* _Task statement_
Count the lines in the listing below that contain the string "trunk". Reply with the number alone.

* begin *

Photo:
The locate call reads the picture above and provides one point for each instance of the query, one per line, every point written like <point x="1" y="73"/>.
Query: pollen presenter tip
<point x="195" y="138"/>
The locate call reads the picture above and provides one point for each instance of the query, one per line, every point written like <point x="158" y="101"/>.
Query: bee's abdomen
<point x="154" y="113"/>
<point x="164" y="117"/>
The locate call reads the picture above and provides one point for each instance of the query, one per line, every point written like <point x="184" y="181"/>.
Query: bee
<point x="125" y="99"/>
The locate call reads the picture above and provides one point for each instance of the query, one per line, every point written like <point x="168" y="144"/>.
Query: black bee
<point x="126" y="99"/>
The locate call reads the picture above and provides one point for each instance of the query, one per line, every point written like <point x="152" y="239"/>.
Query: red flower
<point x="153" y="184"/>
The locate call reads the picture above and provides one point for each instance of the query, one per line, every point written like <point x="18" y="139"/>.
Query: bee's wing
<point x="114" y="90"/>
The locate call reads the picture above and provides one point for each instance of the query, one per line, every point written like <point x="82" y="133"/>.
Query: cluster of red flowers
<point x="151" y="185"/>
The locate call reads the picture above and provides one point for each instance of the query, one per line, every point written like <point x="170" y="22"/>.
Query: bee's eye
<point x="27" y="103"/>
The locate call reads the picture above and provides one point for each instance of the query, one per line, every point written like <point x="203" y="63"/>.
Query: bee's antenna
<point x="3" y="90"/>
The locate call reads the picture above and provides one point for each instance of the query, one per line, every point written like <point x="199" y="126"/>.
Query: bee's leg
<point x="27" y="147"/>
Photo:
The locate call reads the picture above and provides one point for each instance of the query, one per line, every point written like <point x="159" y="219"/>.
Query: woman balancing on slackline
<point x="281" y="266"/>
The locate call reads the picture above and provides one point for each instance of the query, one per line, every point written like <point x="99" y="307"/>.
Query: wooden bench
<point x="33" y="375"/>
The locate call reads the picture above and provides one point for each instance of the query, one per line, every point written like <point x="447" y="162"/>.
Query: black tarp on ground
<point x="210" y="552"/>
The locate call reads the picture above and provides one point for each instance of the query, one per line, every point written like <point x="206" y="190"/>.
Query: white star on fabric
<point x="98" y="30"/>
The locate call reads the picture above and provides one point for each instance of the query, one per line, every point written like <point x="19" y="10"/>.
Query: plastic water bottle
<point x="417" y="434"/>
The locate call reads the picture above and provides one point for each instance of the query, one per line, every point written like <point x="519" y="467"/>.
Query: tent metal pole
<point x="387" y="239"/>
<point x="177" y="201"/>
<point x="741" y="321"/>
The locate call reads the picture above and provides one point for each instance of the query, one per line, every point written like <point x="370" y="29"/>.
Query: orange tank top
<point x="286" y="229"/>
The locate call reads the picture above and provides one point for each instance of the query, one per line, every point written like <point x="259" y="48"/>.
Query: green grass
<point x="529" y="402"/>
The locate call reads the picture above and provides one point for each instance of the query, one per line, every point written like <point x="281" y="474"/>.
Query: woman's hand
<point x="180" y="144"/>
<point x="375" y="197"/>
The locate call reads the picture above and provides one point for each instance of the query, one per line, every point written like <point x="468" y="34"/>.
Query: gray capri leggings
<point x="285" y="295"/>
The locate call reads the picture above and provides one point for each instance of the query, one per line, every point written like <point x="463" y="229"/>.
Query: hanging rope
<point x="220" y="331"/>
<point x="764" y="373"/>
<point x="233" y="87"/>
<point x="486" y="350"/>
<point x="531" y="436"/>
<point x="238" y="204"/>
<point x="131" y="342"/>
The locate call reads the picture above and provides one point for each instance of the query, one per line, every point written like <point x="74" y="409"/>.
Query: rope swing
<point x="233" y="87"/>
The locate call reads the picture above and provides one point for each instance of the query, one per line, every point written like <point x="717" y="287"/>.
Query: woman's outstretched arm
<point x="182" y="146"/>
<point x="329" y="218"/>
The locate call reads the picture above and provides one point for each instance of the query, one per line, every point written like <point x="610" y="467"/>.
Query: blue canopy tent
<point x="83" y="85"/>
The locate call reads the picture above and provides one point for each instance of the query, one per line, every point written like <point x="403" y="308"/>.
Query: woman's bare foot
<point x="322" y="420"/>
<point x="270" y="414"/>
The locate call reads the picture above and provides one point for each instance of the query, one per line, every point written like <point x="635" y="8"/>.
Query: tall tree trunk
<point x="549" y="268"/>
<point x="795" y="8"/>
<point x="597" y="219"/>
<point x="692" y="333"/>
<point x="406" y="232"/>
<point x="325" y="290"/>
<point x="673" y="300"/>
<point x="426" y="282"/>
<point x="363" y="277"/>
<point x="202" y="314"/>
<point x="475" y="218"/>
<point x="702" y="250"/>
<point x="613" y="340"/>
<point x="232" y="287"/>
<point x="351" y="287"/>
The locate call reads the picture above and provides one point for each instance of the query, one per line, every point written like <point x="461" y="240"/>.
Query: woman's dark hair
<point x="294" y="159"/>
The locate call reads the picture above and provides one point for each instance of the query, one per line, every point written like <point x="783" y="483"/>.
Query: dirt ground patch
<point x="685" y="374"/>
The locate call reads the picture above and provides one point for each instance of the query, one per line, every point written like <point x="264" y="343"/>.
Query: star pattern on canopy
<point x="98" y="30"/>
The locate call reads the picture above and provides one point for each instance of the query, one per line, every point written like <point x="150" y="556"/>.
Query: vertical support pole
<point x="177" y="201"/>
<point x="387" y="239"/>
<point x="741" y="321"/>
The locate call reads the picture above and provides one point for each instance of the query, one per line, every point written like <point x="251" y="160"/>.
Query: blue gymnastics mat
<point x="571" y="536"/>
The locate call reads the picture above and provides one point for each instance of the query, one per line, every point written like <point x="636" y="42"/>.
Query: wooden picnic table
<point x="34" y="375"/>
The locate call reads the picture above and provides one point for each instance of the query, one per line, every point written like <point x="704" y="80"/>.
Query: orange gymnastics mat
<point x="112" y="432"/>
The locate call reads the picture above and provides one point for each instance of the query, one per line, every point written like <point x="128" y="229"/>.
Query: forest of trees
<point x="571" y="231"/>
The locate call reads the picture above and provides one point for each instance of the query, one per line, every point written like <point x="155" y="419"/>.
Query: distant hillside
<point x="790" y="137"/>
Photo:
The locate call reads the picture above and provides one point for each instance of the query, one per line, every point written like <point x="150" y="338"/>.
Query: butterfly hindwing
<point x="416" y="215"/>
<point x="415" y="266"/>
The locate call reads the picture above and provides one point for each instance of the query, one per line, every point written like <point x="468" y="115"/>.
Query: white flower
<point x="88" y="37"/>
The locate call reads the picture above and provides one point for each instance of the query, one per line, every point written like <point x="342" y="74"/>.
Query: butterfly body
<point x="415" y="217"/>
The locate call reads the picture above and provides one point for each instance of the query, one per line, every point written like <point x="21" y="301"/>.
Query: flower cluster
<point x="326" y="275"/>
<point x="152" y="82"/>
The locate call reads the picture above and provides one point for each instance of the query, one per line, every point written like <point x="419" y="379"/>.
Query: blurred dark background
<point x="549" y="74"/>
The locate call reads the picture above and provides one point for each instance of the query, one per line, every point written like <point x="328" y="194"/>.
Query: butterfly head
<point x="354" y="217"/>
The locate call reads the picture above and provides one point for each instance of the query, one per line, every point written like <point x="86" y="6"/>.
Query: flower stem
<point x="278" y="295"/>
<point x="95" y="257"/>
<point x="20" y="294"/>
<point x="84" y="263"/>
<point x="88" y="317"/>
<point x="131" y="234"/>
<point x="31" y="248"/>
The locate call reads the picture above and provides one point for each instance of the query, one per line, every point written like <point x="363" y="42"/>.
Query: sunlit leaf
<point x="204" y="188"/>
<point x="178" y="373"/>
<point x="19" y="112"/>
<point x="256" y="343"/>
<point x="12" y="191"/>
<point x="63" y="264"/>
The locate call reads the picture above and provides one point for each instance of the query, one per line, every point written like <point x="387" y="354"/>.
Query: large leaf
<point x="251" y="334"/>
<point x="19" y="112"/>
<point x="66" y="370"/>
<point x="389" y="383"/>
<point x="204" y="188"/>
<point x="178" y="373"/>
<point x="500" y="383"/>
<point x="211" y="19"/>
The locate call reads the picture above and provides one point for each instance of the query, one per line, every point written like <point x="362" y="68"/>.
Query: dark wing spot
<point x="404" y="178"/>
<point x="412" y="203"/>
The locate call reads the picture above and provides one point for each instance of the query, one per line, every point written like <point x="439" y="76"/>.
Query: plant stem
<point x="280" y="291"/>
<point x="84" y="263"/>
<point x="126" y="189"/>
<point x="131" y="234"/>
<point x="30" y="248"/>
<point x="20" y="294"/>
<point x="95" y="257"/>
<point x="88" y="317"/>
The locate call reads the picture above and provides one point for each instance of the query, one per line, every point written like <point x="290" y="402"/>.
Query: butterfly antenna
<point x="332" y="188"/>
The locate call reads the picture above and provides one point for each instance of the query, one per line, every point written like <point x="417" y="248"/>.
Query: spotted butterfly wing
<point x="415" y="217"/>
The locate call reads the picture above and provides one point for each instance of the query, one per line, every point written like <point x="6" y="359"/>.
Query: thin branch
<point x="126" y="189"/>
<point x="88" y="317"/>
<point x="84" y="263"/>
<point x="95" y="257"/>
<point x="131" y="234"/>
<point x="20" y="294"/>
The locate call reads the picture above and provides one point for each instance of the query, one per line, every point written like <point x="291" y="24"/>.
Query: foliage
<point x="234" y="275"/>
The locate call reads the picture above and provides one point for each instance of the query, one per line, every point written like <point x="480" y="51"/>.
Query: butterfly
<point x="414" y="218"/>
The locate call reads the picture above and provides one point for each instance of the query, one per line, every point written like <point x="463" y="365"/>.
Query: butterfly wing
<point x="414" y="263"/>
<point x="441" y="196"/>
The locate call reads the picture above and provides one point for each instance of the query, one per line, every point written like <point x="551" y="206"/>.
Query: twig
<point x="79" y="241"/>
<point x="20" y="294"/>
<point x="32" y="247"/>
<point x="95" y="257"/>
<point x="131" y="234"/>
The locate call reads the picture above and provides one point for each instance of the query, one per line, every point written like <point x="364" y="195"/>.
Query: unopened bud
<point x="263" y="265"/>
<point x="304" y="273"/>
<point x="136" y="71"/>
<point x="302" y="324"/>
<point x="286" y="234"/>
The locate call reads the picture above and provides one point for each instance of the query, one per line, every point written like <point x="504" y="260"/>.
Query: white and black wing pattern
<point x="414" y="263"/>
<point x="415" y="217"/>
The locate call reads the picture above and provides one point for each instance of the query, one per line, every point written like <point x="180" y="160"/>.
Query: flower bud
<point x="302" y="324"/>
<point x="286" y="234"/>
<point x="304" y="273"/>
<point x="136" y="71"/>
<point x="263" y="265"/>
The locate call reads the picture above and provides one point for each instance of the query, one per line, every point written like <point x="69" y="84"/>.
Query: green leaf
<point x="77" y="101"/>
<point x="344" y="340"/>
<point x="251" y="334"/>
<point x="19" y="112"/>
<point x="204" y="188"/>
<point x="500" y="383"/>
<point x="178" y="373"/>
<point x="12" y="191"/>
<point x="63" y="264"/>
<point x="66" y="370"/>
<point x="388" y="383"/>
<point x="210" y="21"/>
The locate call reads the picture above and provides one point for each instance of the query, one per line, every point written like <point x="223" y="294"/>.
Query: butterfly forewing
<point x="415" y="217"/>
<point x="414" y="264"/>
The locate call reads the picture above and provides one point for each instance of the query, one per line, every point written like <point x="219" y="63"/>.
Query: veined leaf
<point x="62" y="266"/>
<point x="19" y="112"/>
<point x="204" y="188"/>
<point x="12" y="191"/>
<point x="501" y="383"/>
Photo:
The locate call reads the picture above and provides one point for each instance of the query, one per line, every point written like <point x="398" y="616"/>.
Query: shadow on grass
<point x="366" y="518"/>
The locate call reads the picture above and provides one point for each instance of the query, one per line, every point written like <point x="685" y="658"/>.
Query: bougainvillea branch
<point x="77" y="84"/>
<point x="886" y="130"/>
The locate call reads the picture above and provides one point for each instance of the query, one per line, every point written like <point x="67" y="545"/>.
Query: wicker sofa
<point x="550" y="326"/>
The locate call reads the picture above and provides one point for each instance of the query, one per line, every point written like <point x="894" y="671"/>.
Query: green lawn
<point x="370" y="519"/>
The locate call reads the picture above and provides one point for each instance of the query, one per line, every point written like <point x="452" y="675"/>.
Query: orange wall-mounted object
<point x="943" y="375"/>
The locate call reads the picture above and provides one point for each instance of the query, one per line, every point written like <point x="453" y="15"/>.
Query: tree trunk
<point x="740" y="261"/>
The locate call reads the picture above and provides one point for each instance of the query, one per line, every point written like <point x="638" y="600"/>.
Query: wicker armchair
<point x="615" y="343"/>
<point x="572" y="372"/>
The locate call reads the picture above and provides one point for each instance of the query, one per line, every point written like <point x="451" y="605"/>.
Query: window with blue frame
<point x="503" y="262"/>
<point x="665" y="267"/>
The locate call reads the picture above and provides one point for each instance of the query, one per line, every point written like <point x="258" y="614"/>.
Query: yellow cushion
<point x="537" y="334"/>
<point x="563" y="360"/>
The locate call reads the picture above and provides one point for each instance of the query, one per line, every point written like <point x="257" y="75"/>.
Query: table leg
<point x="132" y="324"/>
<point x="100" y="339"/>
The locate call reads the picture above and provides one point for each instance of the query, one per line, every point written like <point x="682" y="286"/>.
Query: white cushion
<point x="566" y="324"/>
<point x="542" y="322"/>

* end *

* _Exercise solution_
2